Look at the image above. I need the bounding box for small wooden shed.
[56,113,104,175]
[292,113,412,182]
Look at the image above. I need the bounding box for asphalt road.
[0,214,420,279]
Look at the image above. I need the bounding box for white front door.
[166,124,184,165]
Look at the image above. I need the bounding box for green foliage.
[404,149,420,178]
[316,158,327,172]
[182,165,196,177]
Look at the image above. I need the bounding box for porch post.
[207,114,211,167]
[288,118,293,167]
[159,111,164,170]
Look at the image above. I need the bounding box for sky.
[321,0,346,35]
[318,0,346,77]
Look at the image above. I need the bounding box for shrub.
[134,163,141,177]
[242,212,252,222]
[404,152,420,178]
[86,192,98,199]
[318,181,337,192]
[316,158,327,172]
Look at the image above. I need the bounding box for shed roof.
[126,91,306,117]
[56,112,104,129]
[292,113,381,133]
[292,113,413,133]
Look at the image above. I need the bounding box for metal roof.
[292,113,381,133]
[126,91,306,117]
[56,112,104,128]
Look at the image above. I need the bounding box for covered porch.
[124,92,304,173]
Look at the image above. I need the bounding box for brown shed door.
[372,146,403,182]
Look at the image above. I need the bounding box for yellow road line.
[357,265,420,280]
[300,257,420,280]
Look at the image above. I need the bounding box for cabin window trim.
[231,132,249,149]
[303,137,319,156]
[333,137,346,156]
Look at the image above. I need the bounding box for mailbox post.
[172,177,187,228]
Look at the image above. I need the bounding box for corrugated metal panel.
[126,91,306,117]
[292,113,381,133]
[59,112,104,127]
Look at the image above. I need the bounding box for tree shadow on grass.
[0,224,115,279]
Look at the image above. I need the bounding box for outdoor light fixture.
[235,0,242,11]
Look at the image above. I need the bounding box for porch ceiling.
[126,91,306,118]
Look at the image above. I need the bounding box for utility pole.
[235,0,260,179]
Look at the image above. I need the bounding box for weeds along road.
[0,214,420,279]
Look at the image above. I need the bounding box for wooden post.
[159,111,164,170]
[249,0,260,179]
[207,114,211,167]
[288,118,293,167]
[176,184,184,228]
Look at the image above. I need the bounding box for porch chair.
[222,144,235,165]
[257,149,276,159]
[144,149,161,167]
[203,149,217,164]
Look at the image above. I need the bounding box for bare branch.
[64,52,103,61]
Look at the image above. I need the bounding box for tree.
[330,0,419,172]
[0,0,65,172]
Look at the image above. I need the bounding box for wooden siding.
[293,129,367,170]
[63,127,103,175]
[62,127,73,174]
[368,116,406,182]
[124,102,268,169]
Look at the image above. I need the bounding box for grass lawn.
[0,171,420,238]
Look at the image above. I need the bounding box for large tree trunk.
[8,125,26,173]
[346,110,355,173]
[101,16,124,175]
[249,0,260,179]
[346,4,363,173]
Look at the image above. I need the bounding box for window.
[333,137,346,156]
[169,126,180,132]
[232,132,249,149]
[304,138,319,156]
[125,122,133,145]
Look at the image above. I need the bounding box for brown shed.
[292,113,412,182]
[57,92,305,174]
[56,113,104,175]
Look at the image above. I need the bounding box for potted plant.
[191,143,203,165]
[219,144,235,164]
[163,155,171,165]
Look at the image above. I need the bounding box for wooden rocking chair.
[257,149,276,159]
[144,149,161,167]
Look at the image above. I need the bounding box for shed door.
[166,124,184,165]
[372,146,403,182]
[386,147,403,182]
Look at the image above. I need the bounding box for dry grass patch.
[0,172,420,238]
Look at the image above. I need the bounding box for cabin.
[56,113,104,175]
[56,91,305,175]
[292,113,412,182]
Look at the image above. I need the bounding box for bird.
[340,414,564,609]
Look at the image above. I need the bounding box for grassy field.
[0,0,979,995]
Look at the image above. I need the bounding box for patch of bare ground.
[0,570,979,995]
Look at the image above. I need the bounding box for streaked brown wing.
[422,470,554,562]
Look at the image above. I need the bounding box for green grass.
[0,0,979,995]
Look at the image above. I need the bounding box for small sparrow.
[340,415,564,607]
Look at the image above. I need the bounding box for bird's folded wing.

***

Task details >> Rewrite all the records with "I need" replaced by "Please give me" and everything else left unchanged.

Exercise response >>
Look at the image above. Please give me the bounding box for small wooden shed.
[56,113,104,175]
[292,113,412,182]
Look at the image above. Please give me the bounding box for asphalt road.
[0,214,420,279]
Look at the image above. Please give me the bounding box for white front door.
[166,124,184,165]
Look at the image above. Please give me the bounding box for green foliage.
[404,149,420,178]
[316,158,327,172]
[182,165,196,177]
Look at the image above. Please give me the bounding box for porch post.
[207,114,211,167]
[288,118,293,167]
[159,111,164,170]
Look at the image above. Please give me the bounding box for sky.
[321,0,346,35]
[318,0,346,77]
Look at the image above. Please give me the bounding box for shrub.
[134,163,141,177]
[242,212,252,222]
[404,152,420,178]
[86,192,98,199]
[318,181,337,192]
[316,158,327,172]
Look at the image above. Please give me the bounding box for shed roof.
[126,91,306,117]
[56,112,104,129]
[292,113,381,133]
[292,113,413,133]
Look at the image above. Please give me the bounding box for metal roof.
[292,113,381,133]
[126,91,306,117]
[56,112,104,128]
Look at the image above. Please give me the bounding box for covered porch.
[124,92,304,173]
Look at the image above. Please give me the bounding box for brown shed door.
[372,146,403,182]
Look at the image above. Please give me the bounding box for yellow road line.
[357,265,420,280]
[300,257,420,280]
Look at the image above. Please give me the bounding box for cabin window trim.
[231,132,249,149]
[303,137,319,156]
[333,137,346,156]
Look at the image above. Please give me the bounding box for mailbox post.
[172,177,187,228]
Look at the image above. Please give me the bounding box for corrugated metal panel.
[126,91,306,117]
[292,113,381,133]
[59,112,104,127]
Look at the image above. Please give me the bounding box for tree shadow on grass.
[0,224,115,279]
Look at the image above. Please give me the bounding box for outdoor light fixture.
[235,0,242,11]
Look at the image above. Please give me the bounding box for porch ceiling.
[126,91,306,118]
Look at the image above. Please give me the bounding box for utility pole.
[235,0,260,179]
Look at the image above. Please give me the bounding box for weeds along road.
[0,214,420,279]
Look at the image above. Please give me the bounding box for wooden post.
[159,111,164,170]
[249,0,260,179]
[207,114,211,167]
[288,118,293,167]
[176,184,184,228]
Look at the image above. Please give me the bounding box for porch chair.
[222,144,235,165]
[257,149,276,159]
[144,149,161,167]
[203,149,217,164]
Look at the image above. Please give me the bounding box for bare branch.
[64,52,103,61]
Look at the image above. Please give me the bounding box for tree.
[330,0,419,172]
[0,0,65,172]
Look at the image above. Please give me the bounding box for wooden siding.
[293,129,367,170]
[63,127,103,175]
[62,127,73,174]
[368,116,406,182]
[124,102,268,169]
Look at the image above. Please give me the bounding box for grass lawn.
[0,171,420,238]
Look at the image above. Please give me the bounding box for large tree trunk.
[8,125,26,173]
[346,110,355,173]
[101,16,124,175]
[249,0,260,179]
[346,4,363,173]
Look at the image above. Please give me the bounding box for window.
[333,137,346,156]
[169,126,180,132]
[232,132,249,149]
[304,138,319,156]
[125,122,133,145]
Look at the image above. Please give me the bounding box for brown shed.
[292,113,412,182]
[57,92,305,174]
[56,113,104,175]
Look at the image above. Please give me the bounding box for potted plant.
[191,143,203,165]
[219,144,235,164]
[163,155,171,165]
Look at the image above. Please give me the bounding box for wooden rocking chair.
[257,149,276,159]
[144,149,161,167]
Look at the image above. Please give me the bounding box for shed door.
[166,124,184,165]
[372,146,403,182]
[386,147,403,182]
Look at the image above. Please give me the bounding box for dry grass patch.
[0,172,420,238]
Look at the image above. Please give me the bounding box for cabin.
[56,113,104,175]
[56,91,305,175]
[292,113,412,182]
Look at the image above. Please give me the bounding box for bird.
[340,414,564,609]
Look at the image above. Please give me the bounding box for grassy field.
[0,0,979,995]
Look at the image above. Please give me the bounding box for patch of bare ground.
[0,570,979,995]
Look at the image above. Please give me the bounding box for streaked brown wing.
[422,470,554,562]
Look at the image above. Please give me the bounding box for green grass.
[0,0,979,995]
Look at the image above. Please give me the bounding box for small sparrow.
[340,415,564,607]
Look at the image above. Please give me the bounding box for bird's folded wing.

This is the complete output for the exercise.